▶ [WRITTEN TASK A]:
Rename "Target" to "Label" in the listing lines from the one containing "Reviewer note: confirm that every instance of the police jacket" through the end of the listing, and reproduce only those lines with nothing else changed.

Time and frequency series¶
Time and frequency series are fundamental objects in most simulations.
kuibit
supports them through the timeseries
and frequencyseries
modules, which define the TimeSeries
(Reference on kuibit.timeseries) and FrequencySeries
(Reference on kuibit.frequencyseries) object
types. Both the classes are derived from a base class BaseSeries
(Reference on kuibit.series) which defines common methods
and features, so TimeSeries
and FrequencySeries
share a lot of
functionalities.
The TimeSeries and FrequencySeries objects¶
Here we describe some common feature for TimeSeries
and
FrequencySeries
, and we leave for later sections to go into detail about
either. For clarity, we specifically talk about TimeSeries
, but everything
we discuss here applies to FrequencySeries
as well.
Defining time series is easy:
import kuibit.timeseries as ts
# or import kuibit.frequencyseries as fs
import numpy as np
t = np.linspace(0, 2 * np.pi, 100)
sin_wave = ts.TimeSeries(t, np.sin(t))
The object sin_wave
has a number of useful features.
You can add, multiply, and divide two TimeSeries
(FrequencySeries
) with
the same times (frequencies) and scalars. For instance
cos_wave = ts.TimeSeries(t, np.cos(t))
tan_wave = sin_wave / cos_wave
The operations currently implemented are sum, subtraction, multiplication, division, power, absolute value, negative.
TimeSeries
and FrequencySeries
objects are extremely powerful: they try
to behave like numpy
arrays. For example, many of the mathematical functions
from numpy
can be applied directly:
ones = np.arctan(tan_wave)
complicated_expr = np.tanh(sin_wave ** 2 / np.abs(cos_wave))
Both the Series are callable objects, so they behave like normal functions. If
t0
is any arbitrary time (or frequency), you can call sin_wave(t0)
to
get the value of sin_wave
at t0. To do this, BaseSeries
uses spline
representation. For more information, read the documentation on splines.
Moreover, series are natively plottable by Matplotlib
: you can simply do:
import matplotlib.pyplot as plt
plt.plot(cos_wave)
This is equivalent to plt.plot(cos_wave.t, cos_wave.y)
.
TimeSeries
and FrequencySeries
objects have multiple useful functions.
We follow this convention: methods with an name that is an imperative (e.g.,
zero_pad
) modify the object does not return anything, methods with name that
is a past-tense verb (e.g., zero_padded
) return a new object with the
modification applied.
Series
support masking data. Read the page on masks to learn more
(Masking invalid data).

▶ [WRITTEN TASK B]:
In the text on time and frequency series, which base class are TimeSeries and FrequencySeries derived from?

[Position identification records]

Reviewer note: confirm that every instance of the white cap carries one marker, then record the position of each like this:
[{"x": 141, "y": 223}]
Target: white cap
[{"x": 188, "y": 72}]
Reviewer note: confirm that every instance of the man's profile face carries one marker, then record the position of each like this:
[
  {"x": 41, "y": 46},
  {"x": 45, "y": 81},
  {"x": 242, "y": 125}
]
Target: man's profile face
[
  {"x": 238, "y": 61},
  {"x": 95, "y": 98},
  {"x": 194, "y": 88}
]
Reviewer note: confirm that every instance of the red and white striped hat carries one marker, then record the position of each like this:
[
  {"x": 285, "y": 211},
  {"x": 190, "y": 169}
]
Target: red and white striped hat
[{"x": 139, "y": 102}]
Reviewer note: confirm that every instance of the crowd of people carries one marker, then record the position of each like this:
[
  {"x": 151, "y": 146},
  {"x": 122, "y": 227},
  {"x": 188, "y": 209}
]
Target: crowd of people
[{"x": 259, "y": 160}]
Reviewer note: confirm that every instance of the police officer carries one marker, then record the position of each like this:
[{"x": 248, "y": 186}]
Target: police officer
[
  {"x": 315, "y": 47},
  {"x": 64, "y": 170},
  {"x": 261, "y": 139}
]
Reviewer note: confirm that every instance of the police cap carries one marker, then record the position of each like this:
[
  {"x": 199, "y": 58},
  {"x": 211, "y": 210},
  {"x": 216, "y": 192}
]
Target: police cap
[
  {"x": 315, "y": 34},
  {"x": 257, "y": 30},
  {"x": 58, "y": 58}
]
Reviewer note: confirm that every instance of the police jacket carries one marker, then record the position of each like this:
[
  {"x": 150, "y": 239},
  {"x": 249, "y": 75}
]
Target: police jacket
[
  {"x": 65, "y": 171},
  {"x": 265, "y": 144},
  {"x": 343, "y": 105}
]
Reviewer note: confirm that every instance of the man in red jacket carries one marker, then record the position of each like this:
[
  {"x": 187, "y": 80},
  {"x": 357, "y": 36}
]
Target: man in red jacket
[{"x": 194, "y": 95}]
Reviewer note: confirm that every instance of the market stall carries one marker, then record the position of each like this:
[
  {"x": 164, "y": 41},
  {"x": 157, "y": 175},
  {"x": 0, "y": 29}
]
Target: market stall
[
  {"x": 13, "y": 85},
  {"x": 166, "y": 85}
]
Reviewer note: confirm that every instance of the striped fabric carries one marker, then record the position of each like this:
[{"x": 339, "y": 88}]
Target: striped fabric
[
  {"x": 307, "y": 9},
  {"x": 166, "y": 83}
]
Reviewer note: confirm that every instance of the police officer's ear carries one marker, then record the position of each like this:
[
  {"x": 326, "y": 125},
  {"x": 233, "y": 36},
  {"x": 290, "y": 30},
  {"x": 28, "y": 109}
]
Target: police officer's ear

▶ [REPLY A]:
Reviewer note: confirm that every instance of the police jacket carries one marker, then record the position of each like this:
[
  {"x": 150, "y": 239},
  {"x": 249, "y": 75}
]
Label: police jacket
[
  {"x": 65, "y": 171},
  {"x": 265, "y": 144},
  {"x": 343, "y": 105}
]
Reviewer note: confirm that every instance of the man in red jacket carries one marker, then record the position of each like this:
[
  {"x": 187, "y": 80},
  {"x": 357, "y": 36}
]
Label: man in red jacket
[{"x": 194, "y": 95}]
Reviewer note: confirm that every instance of the market stall carries one marker, then record the position of each like this:
[
  {"x": 164, "y": 41},
  {"x": 157, "y": 175},
  {"x": 0, "y": 29}
]
Label: market stall
[
  {"x": 13, "y": 85},
  {"x": 166, "y": 85}
]
Reviewer note: confirm that every instance of the striped fabric carries one marker, then record the position of each like this:
[{"x": 339, "y": 88}]
Label: striped fabric
[
  {"x": 307, "y": 9},
  {"x": 166, "y": 83}
]
Reviewer note: confirm that every instance of the police officer's ear carries one marker, then record the position of each like this:
[
  {"x": 326, "y": 125},
  {"x": 233, "y": 36},
  {"x": 290, "y": 30},
  {"x": 28, "y": 109}
]
Label: police officer's ear

▶ [REPLY B]:
BaseSeries